### TEXT SHOWN ###
But Mr. David, I don’t know how to do percents!
Eh hem, it’s percentages, and don’t be ashamed; I also doodled my way through Algebra 😉. Take your goal, multiply it by .2 – what number did you get? Now add that number to your original goal.
For me, I’m going to set a goal of saving $10,000. Quick math – 20% of 10 G’s is $2,000, so my new total goal is $12,000.
Step #3: Set a Time Goal
Now, set a timeline for yourself to achieve your savings goal. If you’re planning for an event then you might have a hard deadline. This is a good thing.
Having open ended timelines is a deadly trap for someone trying to budget. Simply saying, I want to buy a house sometime in the next couple of years is not conducive to good goal setting.
Be honest with yourself: What do you want, and when do you want it?
And PLEASE, don’t set a goal that you won’t be happy with. Now is not the time to be modest. Don’t aim too low because you’re afraid of failing. If you do, then when you achieve your goal you will feel let down.
Take a good look at your paper. It should now have two numbers: your dollar goal and the timeline for achieving that goal.
Pick that calculator up one more time. Divide that dollar amount by the number of months you’ve set to achieve your goal. My timeline for saving $12,000 is going to be 15 months. That’s $800 of savings per month.
### DATA EXTRACT ###
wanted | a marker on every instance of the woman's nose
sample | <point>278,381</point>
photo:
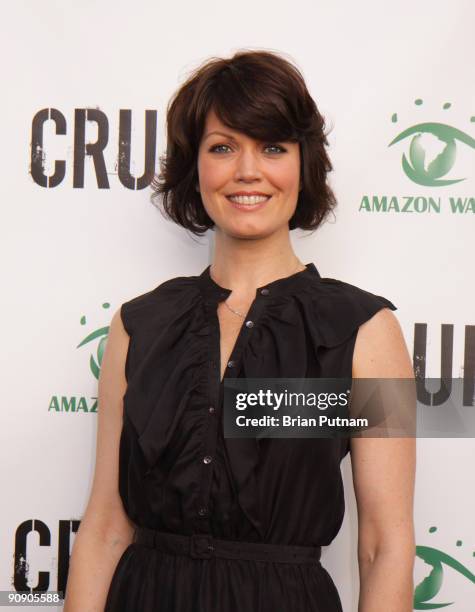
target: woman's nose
<point>247,166</point>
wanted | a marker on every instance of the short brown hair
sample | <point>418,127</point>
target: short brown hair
<point>262,95</point>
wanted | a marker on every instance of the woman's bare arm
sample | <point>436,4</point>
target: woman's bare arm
<point>105,530</point>
<point>384,478</point>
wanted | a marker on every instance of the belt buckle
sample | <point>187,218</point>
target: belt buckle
<point>201,546</point>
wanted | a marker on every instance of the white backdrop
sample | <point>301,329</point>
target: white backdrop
<point>71,255</point>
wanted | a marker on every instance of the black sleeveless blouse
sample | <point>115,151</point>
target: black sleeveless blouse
<point>177,472</point>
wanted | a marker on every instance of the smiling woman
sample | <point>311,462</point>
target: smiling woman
<point>229,524</point>
<point>254,112</point>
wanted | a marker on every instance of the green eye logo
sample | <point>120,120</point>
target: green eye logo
<point>430,586</point>
<point>432,151</point>
<point>101,333</point>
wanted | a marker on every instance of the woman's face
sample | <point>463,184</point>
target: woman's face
<point>248,188</point>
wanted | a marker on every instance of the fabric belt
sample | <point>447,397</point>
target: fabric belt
<point>206,546</point>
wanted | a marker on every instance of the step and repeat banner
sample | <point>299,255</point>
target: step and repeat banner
<point>84,98</point>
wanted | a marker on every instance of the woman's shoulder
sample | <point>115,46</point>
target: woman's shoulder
<point>341,307</point>
<point>167,297</point>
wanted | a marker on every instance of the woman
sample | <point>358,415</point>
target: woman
<point>227,524</point>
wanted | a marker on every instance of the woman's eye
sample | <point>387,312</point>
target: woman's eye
<point>219,149</point>
<point>275,148</point>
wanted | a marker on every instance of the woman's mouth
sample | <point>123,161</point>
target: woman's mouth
<point>248,203</point>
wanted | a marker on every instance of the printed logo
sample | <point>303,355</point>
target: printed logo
<point>95,340</point>
<point>429,161</point>
<point>430,586</point>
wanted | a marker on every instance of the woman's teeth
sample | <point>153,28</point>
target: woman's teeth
<point>248,200</point>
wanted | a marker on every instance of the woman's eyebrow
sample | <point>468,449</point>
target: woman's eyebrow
<point>219,134</point>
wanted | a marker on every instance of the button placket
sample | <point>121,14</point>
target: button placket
<point>215,398</point>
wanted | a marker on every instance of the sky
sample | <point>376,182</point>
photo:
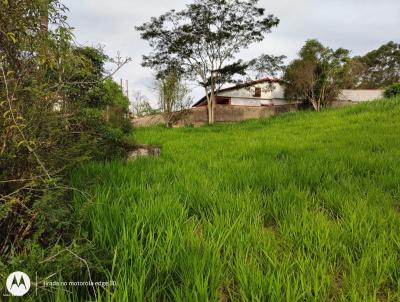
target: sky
<point>357,25</point>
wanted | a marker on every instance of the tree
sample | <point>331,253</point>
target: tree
<point>318,75</point>
<point>203,40</point>
<point>141,105</point>
<point>173,96</point>
<point>379,68</point>
<point>392,91</point>
<point>53,98</point>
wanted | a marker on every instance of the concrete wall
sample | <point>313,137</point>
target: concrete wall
<point>223,114</point>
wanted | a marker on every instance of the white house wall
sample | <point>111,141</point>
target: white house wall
<point>361,95</point>
<point>246,102</point>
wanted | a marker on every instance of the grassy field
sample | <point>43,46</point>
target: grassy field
<point>300,207</point>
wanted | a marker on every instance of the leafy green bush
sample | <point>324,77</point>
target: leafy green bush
<point>392,91</point>
<point>58,109</point>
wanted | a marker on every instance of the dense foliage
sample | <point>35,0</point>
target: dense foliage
<point>318,75</point>
<point>173,93</point>
<point>378,68</point>
<point>57,109</point>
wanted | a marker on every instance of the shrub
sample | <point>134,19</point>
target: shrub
<point>392,91</point>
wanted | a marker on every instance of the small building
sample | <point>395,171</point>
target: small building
<point>271,92</point>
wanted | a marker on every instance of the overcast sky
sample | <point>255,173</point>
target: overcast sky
<point>358,25</point>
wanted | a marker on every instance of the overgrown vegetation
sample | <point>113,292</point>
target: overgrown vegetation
<point>318,75</point>
<point>57,109</point>
<point>392,91</point>
<point>299,207</point>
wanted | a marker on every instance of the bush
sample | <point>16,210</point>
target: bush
<point>392,91</point>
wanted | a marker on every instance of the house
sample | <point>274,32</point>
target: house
<point>264,92</point>
<point>271,92</point>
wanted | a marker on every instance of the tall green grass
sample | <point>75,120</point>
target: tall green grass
<point>300,207</point>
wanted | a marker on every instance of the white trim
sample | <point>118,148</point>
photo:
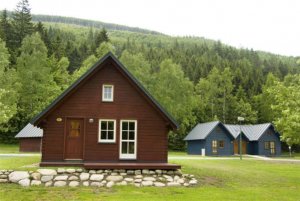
###
In the savings-goal text, what is the timeline for saving $12,000? This material was drawn from a separate source.

15 months.